Directions:
(a) Duplicate everything from "They looked just" down to "just bad medicine." in the pediatrician's essay.
(b) According to the pediatrician's essay, when can parents speak to a nurse at the office?
(c) Supply the next part of the pediatrician's essay about withholding a cell phone number, starting after its last sentence.

Extract to read:
.....
I’m your pediatrician. You don’t want my cell phone number

“Ok and can we get your cell phone number in case something comes up at night?” an expectant parent said to me as we finished up our prenatal visit.

 

We had talked about what to expect in the hospital, what the first days at home would be like, what gear to get (and what to return!), and what unknowns they were most worried about going into this new chapter.

Then they asked for unrestricted access to me…and I just said, “Nope”.

They looked just a little taken aback.  Aren’t I, as their prospective pediatrician, supposed to be doing what i can to convince them to pick me as their doctor?   The husband smirked….then realized I was serious…and shot a glance that couldn’t be interpreted any other way as a telepathic “Awkward” and said, “Oh…okay thanks”.

They thought we were through. Not just the prenatal appointment…but our potential decades-long trust-filled relationship as I helped them through sleepless nights of spit-up, fevers, kindergarten, and the teen years.

“You think you want my number….but you don’t.  You and your family will be better off without it,” I replied.

“Hmmmm….okay, I guess” the mom said as she started to stand.  “Hold on, can I explain?” I replied as they shifted in their seats.  I ran through all the reasons they actually don’t want my number:

  1. It’ just bad medicine.
    I can’t provide the same care over text that I can in a face-to-face visit.  I can’t see your child, even with pictures or video, the way I do in the office.  I can’t watch their breathing, or make them laugh, or see how they interact with my staff as they come down the hall.  I will miss something. I won’t ask the question in just the right way to get the key piece of information that proves critical.  I’ll make a decision to order a medicine or test because I’m uncomfortable with my lack of information rather than what’s truly needed.
  2. My job is to equip you with what you need to know.
    You shouldn’t need a direct line to me if I’m doing my job.  If your child comes in sick, I’m going to make sure you’re confident and know what to do if something doesn’t go as we expected.  At every visit I tell the parent, “my anticipation is _______”….”My anticipation is that he’ll feel the same or a little better tomorrow and a lot better in 2-3 days” or “My anticipation is that she will keep down fluids after we give her this medicine”.  The next line is, “But if it doesn’t go that way, you need to ____________”.  You’re set.  You’ll know what to do.  Often, that is to call my office and we’ll figure it out together.
  3. Butt dials
    What could be more embarassing than butt dialing your pediatrician? Probably a lot of things …but still!
  4. Better safety net in place
    At our office, you can speak to a nurse 24/7/365.  They can connect you to your doctor or the one on call 24/7/365.  They can make an appointment for the morning even if you call at two in the morning.  We have a safety net in place to keep our patients healthy, safe and connected to us.   We pay our nurses to make sure that our parents have all the resources they need WHEN they need them.  We literally (and happily I might add!) pay to get good rest so we are ready to see your family the next.
.....
Region pointing data
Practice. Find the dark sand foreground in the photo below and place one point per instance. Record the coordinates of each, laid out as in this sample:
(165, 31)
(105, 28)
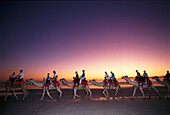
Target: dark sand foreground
(98, 105)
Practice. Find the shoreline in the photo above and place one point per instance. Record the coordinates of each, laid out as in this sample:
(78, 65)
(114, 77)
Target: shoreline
(98, 105)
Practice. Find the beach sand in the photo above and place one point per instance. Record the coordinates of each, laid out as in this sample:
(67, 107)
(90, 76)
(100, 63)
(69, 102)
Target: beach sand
(98, 105)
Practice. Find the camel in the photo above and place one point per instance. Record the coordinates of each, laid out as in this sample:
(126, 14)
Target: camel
(106, 87)
(46, 89)
(165, 83)
(8, 87)
(136, 85)
(71, 84)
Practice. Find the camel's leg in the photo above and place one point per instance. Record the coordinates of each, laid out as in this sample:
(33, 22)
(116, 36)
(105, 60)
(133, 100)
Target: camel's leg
(75, 93)
(59, 90)
(48, 93)
(141, 89)
(134, 91)
(90, 92)
(156, 91)
(104, 93)
(43, 94)
(121, 92)
(149, 88)
(168, 86)
(14, 94)
(24, 93)
(117, 88)
(107, 93)
(6, 94)
(86, 92)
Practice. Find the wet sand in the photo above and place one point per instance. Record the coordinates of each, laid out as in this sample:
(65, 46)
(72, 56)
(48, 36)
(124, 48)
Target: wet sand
(98, 105)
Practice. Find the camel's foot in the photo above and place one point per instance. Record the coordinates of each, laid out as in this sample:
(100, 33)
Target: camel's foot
(149, 97)
(160, 97)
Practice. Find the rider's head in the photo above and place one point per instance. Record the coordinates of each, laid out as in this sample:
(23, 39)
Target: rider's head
(83, 71)
(54, 71)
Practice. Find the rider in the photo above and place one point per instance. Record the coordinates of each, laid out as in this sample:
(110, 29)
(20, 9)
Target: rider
(113, 78)
(48, 79)
(12, 79)
(167, 75)
(54, 76)
(107, 78)
(145, 75)
(139, 77)
(82, 76)
(20, 77)
(76, 79)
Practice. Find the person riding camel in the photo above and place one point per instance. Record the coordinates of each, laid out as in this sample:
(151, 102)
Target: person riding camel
(107, 78)
(12, 79)
(48, 79)
(55, 76)
(145, 75)
(167, 77)
(82, 76)
(112, 78)
(20, 77)
(76, 79)
(139, 77)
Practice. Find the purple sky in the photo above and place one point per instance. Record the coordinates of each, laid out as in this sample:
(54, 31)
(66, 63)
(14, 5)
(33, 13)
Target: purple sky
(96, 36)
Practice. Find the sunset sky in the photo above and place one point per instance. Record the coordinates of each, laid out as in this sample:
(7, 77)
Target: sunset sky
(69, 36)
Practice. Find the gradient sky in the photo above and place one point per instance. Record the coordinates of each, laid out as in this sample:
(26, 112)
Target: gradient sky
(40, 37)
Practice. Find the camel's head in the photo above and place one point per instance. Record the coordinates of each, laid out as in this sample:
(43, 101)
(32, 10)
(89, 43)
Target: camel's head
(63, 81)
(124, 77)
(30, 81)
(155, 77)
(93, 80)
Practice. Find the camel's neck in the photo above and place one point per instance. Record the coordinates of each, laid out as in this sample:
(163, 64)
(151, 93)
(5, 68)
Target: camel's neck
(159, 81)
(129, 81)
(38, 84)
(69, 84)
(98, 84)
(2, 84)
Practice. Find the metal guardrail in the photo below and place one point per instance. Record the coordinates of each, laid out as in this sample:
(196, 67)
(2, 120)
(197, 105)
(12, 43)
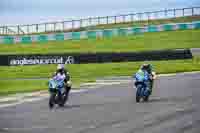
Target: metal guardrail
(88, 23)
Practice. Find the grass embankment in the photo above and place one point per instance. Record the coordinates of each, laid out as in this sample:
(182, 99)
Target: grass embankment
(144, 42)
(89, 72)
(84, 73)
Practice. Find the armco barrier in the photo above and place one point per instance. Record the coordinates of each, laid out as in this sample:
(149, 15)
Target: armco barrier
(98, 33)
(84, 58)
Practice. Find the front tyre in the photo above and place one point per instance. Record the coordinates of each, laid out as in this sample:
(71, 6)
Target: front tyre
(52, 100)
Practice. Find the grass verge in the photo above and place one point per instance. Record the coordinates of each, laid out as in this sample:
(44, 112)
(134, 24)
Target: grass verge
(84, 73)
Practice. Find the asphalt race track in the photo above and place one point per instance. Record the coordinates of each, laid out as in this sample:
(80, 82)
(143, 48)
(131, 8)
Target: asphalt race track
(174, 107)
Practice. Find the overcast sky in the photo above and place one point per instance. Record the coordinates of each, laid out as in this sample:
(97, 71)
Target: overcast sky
(36, 11)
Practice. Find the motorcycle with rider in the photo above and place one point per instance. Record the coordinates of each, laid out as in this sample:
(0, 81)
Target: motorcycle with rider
(59, 86)
(144, 79)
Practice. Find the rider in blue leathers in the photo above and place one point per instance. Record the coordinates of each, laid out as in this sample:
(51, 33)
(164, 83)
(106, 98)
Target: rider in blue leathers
(144, 76)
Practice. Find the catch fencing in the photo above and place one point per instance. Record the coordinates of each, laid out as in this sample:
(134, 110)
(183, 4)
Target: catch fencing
(95, 34)
(92, 22)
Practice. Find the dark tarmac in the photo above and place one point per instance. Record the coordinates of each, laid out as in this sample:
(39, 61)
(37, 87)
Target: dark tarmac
(174, 107)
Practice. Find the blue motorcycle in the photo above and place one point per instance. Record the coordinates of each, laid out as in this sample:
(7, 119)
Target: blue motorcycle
(142, 91)
(142, 85)
(57, 93)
.....
Exercise results:
(a)
They looked just a little taken aback.  Aren’t I, as their prospective pediatrician, supposed to be doing what i can to convince them to pick me as their doctor?   The husband smirked….then realized I was serious…and shot a glance that couldn’t be interpreted any other way as a telepathic “Awkward” and said, “Oh…okay thanks”.

They thought we were through. Not just the prenatal appointment…but our potential decades-long trust-filled relationship as I helped them through sleepless nights of spit-up, fevers, kindergarten, and the teen years.

“You think you want my number….but you don’t.  You and your family will be better off without it,” I replied.

“Hmmmm….okay, I guess” the mom said as she started to stand.  “Hold on, can I explain?” I replied as they shifted in their seats.  I ran through all the reasons they actually don’t want my number:

  1. It’ just bad medicine.

(b) At any time, 24/7/365.

(c)
  5. I practice what I preach about modeling screen behavior.
    I wrote recently about modeling appropriate screen time as a parent.   I try to practice what I preach.   I don’t carry my phone all evening.  I don’t get notifications past a certain time so I can connect with my wife, relax, and go to sleep without worry.  I don’t get email notifications at all.  I’ll miss your calls and texts.  You’ll be waiting for me to respond instead of using the resources I’ve already put in place to make sure your child is safe and well.  It will delay care with you waiting on me.  You’ll think I don’t care.  I’ll wake up in the morning to see you in a moment of need and then I’ll worry something has happened and you’ve felt abandoned.
  6. It makes me a better pediatrician for your child and a better husband & father for my family.
    I have a fantastic job.  I’ve never yet dreaded going to work, not a single day.   Despite that, I need breaks.  My family needs me and I need them.   If I am constantly hearing text dings I will be a distracted husband, father, and friend.   I won’t be recharged and ready to see you as I should in the office.  I’ll worry that I made the wrong decision over text.  It will erode my personal time with my wife and family.  I’ll be resentful of stolen time, get burnt out, and retire early.  You don’t want a burnout, resentful curmudgeon and I don’t want to be that!

 

Our prenatal visit ended.  They walked out….and I saw them a month later when their new baby arrived.  It was vindicating for me that they asked for my number, I said, “Nope”, and we moved on.  They still trusted me with their most precious gift.

 

 

I’d like to hear from you….what do you need to take the best care of your child?